● DOCUMENT SECTION
▼

PCI Power Management and Device Drivers

This article clarifies some confusion that vendors have experienced about how hardware that complies with PCI Power Management (PCI-PM) interacts with device drivers in the operating system and about how PCI-PM integrates with ACPI. For more information, see https://www.uefi.org/specifications

Device drivers and PCI power management

This discussion assumes that you are familiar with how Windows Driver Model (WDM) drivers handle power management events, as described in the current Windows DDK. In general, the responsibilities for device drivers are as follows:

Bus drivers: Bus drivers are responsible for enumerating, configuring, and controlling devices. For PCI-PM, the PCI driver is responsible for reading the PCI-PM registers to determine the capabilities of the hardware. When POWER IRPs request power state changes, the PCI driver writes to the PCI power management registers to set the hardware to different Dx states.

When a device is enabled for wake-up, the PCI driver writes to PCI-PM registers to enable the device to fire PME (ACPI will also take an action, see the next section). Finally, when ACPI determines that the PCI bus is waking the system, the PCI driver scans PCI configuration space looking for which device is asserting PME, disables PME in that device, and notifies the driver for that device.

▲

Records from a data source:

▼

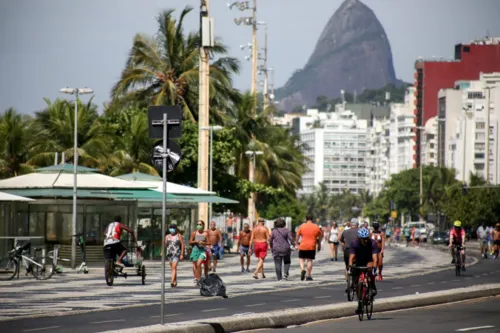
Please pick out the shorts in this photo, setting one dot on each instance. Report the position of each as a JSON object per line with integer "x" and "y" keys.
{"x": 244, "y": 250}
{"x": 197, "y": 254}
{"x": 260, "y": 250}
{"x": 111, "y": 251}
{"x": 307, "y": 254}
{"x": 215, "y": 251}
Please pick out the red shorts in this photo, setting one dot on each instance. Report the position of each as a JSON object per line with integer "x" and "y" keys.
{"x": 260, "y": 250}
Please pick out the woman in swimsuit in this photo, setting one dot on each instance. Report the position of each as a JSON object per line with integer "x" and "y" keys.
{"x": 379, "y": 237}
{"x": 175, "y": 251}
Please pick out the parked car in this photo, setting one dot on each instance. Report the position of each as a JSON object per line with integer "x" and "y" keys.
{"x": 440, "y": 237}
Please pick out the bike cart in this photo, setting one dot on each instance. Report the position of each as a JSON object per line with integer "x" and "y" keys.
{"x": 133, "y": 259}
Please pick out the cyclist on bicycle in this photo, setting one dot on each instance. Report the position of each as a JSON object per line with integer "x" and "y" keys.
{"x": 457, "y": 238}
{"x": 112, "y": 241}
{"x": 365, "y": 251}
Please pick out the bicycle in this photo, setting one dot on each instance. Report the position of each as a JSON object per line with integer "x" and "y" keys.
{"x": 111, "y": 270}
{"x": 458, "y": 259}
{"x": 54, "y": 255}
{"x": 10, "y": 266}
{"x": 364, "y": 293}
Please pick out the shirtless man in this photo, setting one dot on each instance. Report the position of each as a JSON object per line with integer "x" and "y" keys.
{"x": 244, "y": 246}
{"x": 215, "y": 241}
{"x": 259, "y": 241}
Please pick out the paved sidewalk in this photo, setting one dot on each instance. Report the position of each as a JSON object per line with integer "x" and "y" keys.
{"x": 71, "y": 292}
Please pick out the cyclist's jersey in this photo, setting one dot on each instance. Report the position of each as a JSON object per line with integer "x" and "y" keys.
{"x": 364, "y": 253}
{"x": 113, "y": 233}
{"x": 457, "y": 236}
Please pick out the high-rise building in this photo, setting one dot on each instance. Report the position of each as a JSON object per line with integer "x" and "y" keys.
{"x": 433, "y": 75}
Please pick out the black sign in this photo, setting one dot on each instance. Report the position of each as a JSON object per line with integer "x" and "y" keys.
{"x": 173, "y": 158}
{"x": 174, "y": 121}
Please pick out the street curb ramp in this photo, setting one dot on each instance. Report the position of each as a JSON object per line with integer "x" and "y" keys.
{"x": 289, "y": 317}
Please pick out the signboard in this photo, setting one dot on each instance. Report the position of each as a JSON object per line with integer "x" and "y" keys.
{"x": 173, "y": 158}
{"x": 155, "y": 121}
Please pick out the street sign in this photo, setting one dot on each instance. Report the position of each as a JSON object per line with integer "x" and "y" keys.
{"x": 155, "y": 121}
{"x": 174, "y": 155}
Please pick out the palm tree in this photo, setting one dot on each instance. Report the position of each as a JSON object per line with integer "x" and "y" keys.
{"x": 164, "y": 70}
{"x": 54, "y": 128}
{"x": 14, "y": 138}
{"x": 134, "y": 147}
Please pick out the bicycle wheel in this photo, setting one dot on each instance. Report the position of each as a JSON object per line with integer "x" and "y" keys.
{"x": 109, "y": 274}
{"x": 43, "y": 268}
{"x": 8, "y": 268}
{"x": 369, "y": 303}
{"x": 350, "y": 291}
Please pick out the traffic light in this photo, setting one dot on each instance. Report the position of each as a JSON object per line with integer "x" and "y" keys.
{"x": 464, "y": 189}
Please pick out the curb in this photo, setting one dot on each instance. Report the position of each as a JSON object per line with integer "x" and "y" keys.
{"x": 284, "y": 318}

▲

● WORK TO COMPLETE
Using the page on PCI power management, list every action it says the PCI driver takes.

● SOLVED PROBLEM
- Reads the PCI-PM registers to determine the capabilities of the hardware
- Writes to the PCI power management registers to set the hardware to different Dx states when POWER IRPs request power state changes
- Writes to PCI-PM registers to enable a device to fire PME when that device is enabled for wake-up
- Scans PCI configuration space for the device asserting PME when ACPI determines that the PCI bus is waking the system
- Disables PME in that device
- Notifies the driver for that device